**ПРИВЕДЕННЫЙ ФРАГМЕНТ:**
╭──
И вот по какой удивительной причине. По приказу Петра:

«…было переведено с иностранных языков около 1 000 книг» [5] (с. 111).

То есть не желал русский человек марать своих рук и забивать голову закордонными модными в ту пору при дворе книженциями. Но и сам стиль тогдашнего наречия, изобретенного Петром, мало кому был понятен не только в ту далекую пору, но уже и теперь. Вот маленький пример стилистики сочинений тех лет:

«Наталия Кириллована была править некапабель. Лев Нарышкин делал все без резона, по бизарии своего гумора. Бояре остались без повоира и в консильи были только спекуляторами» [5] (с. 112).

Потому все расходы Петра в данной области принесли лишь умопомрачительнейшие убытки.

«Тысячи переведенных с иностранных языков книг, переведенных варварским, малопонятным слогом, продолжали лежать на складах. Их никто не хотел покупать, как никто не хочет сейчас покупать сочинений Ленина…» (там же).
╰──
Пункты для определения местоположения
╭──
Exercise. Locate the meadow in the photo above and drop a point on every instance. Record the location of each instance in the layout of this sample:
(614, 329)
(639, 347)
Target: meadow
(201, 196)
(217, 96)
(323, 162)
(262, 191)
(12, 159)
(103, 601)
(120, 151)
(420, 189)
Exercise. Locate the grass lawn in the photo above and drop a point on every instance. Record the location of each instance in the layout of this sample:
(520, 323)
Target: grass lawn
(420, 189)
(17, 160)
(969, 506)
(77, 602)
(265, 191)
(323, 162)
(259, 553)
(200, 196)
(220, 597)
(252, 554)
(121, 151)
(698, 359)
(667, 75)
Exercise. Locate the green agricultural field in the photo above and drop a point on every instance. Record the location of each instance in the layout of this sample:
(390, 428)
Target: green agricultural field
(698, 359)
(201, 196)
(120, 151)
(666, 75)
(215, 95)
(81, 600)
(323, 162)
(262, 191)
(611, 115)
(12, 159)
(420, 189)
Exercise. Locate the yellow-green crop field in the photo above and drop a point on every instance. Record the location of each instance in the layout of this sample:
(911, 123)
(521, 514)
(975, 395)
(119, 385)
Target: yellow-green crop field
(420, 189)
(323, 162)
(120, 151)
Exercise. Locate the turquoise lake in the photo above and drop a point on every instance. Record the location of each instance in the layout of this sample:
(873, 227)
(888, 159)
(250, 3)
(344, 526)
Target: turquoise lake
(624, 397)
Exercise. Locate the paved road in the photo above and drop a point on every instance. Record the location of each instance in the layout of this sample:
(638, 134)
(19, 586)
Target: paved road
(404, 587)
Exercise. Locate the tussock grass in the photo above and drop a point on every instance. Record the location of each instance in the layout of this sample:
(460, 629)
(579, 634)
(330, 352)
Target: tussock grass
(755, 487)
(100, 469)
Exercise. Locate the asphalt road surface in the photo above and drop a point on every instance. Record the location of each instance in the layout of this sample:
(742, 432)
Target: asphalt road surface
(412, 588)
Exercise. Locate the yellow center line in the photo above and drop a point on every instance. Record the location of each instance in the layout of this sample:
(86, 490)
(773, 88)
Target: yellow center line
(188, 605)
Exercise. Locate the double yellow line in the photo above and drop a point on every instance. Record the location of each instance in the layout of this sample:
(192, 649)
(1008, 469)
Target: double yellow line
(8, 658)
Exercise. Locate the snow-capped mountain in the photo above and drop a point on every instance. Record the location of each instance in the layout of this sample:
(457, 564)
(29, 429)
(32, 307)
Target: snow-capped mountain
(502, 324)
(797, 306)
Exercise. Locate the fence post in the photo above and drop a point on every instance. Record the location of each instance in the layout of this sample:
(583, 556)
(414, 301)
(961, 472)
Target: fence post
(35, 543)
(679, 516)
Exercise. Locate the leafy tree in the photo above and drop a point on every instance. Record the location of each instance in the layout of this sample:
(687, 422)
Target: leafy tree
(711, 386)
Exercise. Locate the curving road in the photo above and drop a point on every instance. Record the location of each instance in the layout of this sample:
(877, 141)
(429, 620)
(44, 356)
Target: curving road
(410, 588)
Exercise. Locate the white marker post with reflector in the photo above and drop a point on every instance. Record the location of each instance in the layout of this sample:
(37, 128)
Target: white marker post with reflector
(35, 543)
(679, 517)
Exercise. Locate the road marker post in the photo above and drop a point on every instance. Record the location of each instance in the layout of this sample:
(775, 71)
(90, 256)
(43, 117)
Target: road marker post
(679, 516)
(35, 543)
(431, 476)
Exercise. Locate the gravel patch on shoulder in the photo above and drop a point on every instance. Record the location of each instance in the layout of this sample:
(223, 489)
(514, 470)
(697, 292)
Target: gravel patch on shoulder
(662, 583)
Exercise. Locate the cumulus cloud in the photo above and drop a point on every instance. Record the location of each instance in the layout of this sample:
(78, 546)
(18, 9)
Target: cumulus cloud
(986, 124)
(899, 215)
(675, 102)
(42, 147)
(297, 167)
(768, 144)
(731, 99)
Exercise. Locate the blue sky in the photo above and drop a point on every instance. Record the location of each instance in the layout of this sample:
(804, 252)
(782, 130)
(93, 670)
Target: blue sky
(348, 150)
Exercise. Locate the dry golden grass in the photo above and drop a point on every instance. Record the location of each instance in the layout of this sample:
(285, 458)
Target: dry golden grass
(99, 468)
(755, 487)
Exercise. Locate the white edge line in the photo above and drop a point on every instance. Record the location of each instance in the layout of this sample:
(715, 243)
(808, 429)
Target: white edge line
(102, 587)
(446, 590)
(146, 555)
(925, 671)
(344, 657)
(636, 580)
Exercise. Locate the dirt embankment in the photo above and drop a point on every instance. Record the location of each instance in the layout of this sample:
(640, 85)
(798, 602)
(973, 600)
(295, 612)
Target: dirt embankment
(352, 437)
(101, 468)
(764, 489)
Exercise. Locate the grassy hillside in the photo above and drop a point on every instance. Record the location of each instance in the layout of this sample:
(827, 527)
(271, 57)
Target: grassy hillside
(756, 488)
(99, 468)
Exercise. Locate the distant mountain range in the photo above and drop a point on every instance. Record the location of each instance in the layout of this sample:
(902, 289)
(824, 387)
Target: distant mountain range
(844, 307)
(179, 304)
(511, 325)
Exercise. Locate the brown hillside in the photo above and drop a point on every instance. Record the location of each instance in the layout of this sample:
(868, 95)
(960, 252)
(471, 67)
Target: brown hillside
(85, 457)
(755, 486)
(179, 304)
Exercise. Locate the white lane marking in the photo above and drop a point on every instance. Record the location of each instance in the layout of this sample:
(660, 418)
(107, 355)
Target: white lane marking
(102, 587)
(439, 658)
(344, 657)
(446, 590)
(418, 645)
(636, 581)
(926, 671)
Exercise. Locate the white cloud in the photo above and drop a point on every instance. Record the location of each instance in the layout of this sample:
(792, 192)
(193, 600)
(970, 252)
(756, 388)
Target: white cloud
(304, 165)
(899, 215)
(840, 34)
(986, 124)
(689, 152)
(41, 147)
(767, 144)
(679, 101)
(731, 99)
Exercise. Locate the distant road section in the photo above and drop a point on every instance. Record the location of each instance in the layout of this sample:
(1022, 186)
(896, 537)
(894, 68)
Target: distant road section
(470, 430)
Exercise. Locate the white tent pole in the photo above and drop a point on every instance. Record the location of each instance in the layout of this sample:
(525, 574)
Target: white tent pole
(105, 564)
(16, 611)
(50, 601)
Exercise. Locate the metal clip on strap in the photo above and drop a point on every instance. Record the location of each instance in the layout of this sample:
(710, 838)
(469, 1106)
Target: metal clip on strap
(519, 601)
╰──
**ЗАДАНИЕ:** Перепишите целиком приведенный выше фрагмент о книгах, переведенных по приказу Петра, не внося в него никаких изменений.

**ОТВЕТ К ЗАДАНИЮ:**
И вот по какой удивительной причине. По приказу Петра:

«…было переведено с иностранных языков около 1 000 книг» [5] (с. 111).

То есть не желал русский человек марать своих рук и забивать голову закордонными модными в ту пору при дворе книженциями. Но и сам стиль тогдашнего наречия, изобретенного Петром, мало кому был понятен не только в ту далекую пору, но уже и теперь. Вот маленький пример стилистики сочинений тех лет:

«Наталия Кириллована была править некапабель. Лев Нарышкин делал все без резона, по бизарии своего гумора. Бояре остались без повоира и в консильи были только спекуляторами» [5] (с. 112).

Потому все расходы Петра в данной области принесли лишь умопомрачительнейшие убытки.

«Тысячи переведенных с иностранных языков книг, переведенных варварским, малопонятным слогом, продолжали лежать на складах. Их никто не хотел покупать, как никто не хочет сейчас покупать сочинений Ленина…» (там же).